Raw data =
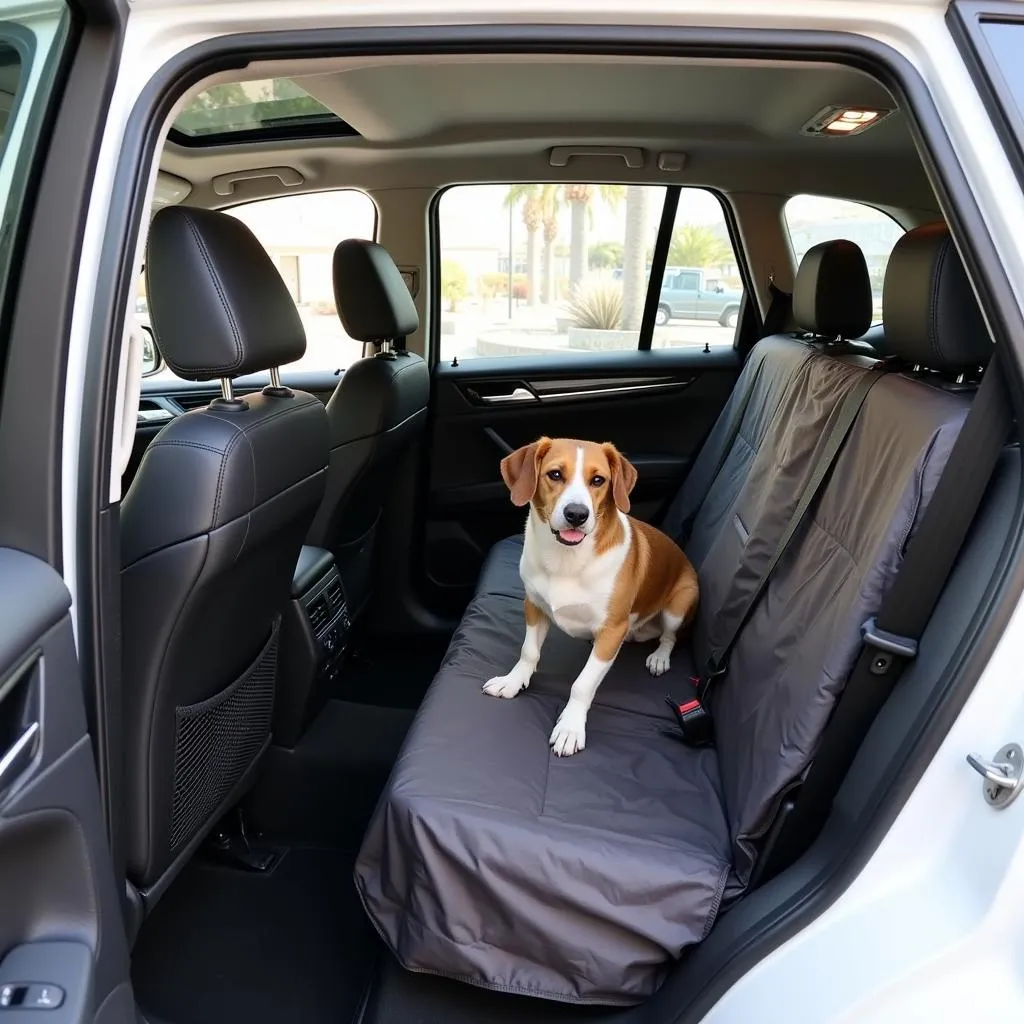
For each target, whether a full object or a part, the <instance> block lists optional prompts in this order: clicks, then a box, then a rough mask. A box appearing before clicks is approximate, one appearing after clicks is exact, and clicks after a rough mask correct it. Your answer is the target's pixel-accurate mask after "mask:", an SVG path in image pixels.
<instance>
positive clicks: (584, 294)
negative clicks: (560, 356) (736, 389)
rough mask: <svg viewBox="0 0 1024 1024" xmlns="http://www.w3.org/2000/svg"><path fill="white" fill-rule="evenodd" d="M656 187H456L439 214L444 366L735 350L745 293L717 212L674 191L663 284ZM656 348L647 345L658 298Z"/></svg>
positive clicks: (440, 347)
mask: <svg viewBox="0 0 1024 1024" xmlns="http://www.w3.org/2000/svg"><path fill="white" fill-rule="evenodd" d="M668 193H669V189H668V188H666V187H665V186H664V185H622V184H593V183H586V182H579V183H571V184H566V183H557V184H554V183H551V184H540V183H524V184H517V183H512V184H503V185H492V184H486V185H482V184H481V185H457V186H455V187H452V188H449V189H447V190H446V191H444V193H443V194H442V196H441V197H440V200H439V201H438V207H437V230H438V241H439V250H440V253H439V255H440V282H439V301H440V310H441V312H440V331H441V334H440V358H441V359H443V360H451V359H455V358H458V359H466V358H486V357H498V356H538V355H551V356H555V357H557V356H563V357H564V356H571V355H573V354H579V353H585V352H589V351H609V350H611V351H614V350H618V351H626V350H635V349H637V348H641V347H647V345H648V344H649V345H651V346H652V347H654V348H663V347H678V346H682V345H699V346H705V345H707V344H715V345H719V344H723V345H729V346H731V345H732V344H733V340H734V336H735V327H736V323H737V321H738V314H739V303H740V300H741V298H742V285H741V283H740V280H739V273H738V267H737V265H736V257H735V254H734V252H733V248H732V243H731V241H730V238H729V231H728V228H727V225H726V220H725V214H724V212H723V209H722V205H721V203H720V202H719V200H718V199H717V198H716V197H715V196H714V195H713V194H712V193H710V191H708V190H707V189H703V188H682V189H680V200H679V207H678V210H677V213H676V217H675V221H674V224H673V233H672V237H671V244H670V247H669V254H668V261H667V266H666V272H665V275H664V278H660V279H659V280H658V281H657V282H651V273H650V270H651V261H652V258H653V252H654V246H655V242H656V241H657V237H658V230H659V227H660V225H662V222H663V216H664V212H665V206H666V200H667V196H668ZM654 287H657V288H658V295H657V300H656V302H657V304H656V313H655V316H654V321H653V335H652V336H650V335H648V336H647V337H646V338H644V339H641V327H642V321H643V316H644V312H645V309H646V308H647V307H648V303H649V302H650V301H653V300H652V299H651V290H652V288H654Z"/></svg>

Problem statement = Copy out all the rows above, replacing "clicks" with "points" everywhere and keeping everything else the same. Leave out the pictures.

Worked solution =
For each target, whether a full object or a part, the <instance> block lists optional prompts in this order: points, then a box, then a rough mask. A box appearing before points is approximate, one appearing after points is exact, and points after a rough mask correct it. Your answer is the target's pixel-accurate mask after "mask:", an SVG path in image pixels.
<instance>
positive points: (584, 294)
negative points: (560, 356) (736, 389)
rough mask: <svg viewBox="0 0 1024 1024" xmlns="http://www.w3.org/2000/svg"><path fill="white" fill-rule="evenodd" d="M656 187H456L439 214L444 366L735 350L745 293L717 212L674 191L663 284ZM656 348L647 345L658 298Z"/></svg>
positive points: (440, 347)
mask: <svg viewBox="0 0 1024 1024" xmlns="http://www.w3.org/2000/svg"><path fill="white" fill-rule="evenodd" d="M668 193H669V189H668V188H666V187H665V186H664V185H622V184H593V183H586V182H579V183H571V184H566V183H557V184H554V183H551V184H540V183H524V184H517V183H512V184H503V185H492V184H486V185H482V184H481V185H457V186H455V187H452V188H449V189H447V190H446V191H444V193H443V194H442V196H441V197H440V200H439V201H438V207H437V230H438V241H439V250H440V253H439V255H440V282H439V301H440V310H441V312H440V331H441V334H440V358H441V359H443V360H451V359H455V358H458V359H466V358H486V357H498V356H538V355H551V356H555V357H557V356H563V357H564V356H571V355H573V354H579V353H585V352H589V351H609V350H611V351H614V350H618V351H626V350H635V349H637V348H641V347H647V345H648V344H649V345H651V346H652V347H654V348H663V347H678V346H682V345H699V346H705V345H707V344H715V345H719V344H723V345H729V346H731V345H732V344H733V340H734V336H735V327H736V323H737V321H738V314H739V303H740V300H741V298H742V285H741V283H740V280H739V273H738V267H737V265H736V257H735V254H734V252H733V248H732V243H731V241H730V238H729V231H728V228H727V225H726V220H725V214H724V212H723V209H722V205H721V203H720V202H719V200H718V199H717V198H716V197H715V196H714V195H713V194H712V193H710V191H708V190H707V189H703V188H682V189H680V200H679V207H678V210H677V213H676V217H675V221H674V224H673V233H672V237H671V244H670V247H669V254H668V261H667V266H666V272H665V275H664V278H660V279H659V280H658V281H657V282H651V273H650V270H651V261H652V258H653V252H654V246H655V242H656V241H657V237H658V230H659V227H660V225H662V222H663V216H664V212H665V206H666V200H667V196H668ZM654 287H657V288H658V295H657V300H656V302H657V304H656V313H655V316H654V321H653V335H652V336H650V335H648V336H647V337H646V338H644V339H641V327H642V321H643V316H644V312H645V309H646V308H647V307H648V303H649V302H650V301H653V300H652V299H651V290H652V288H654Z"/></svg>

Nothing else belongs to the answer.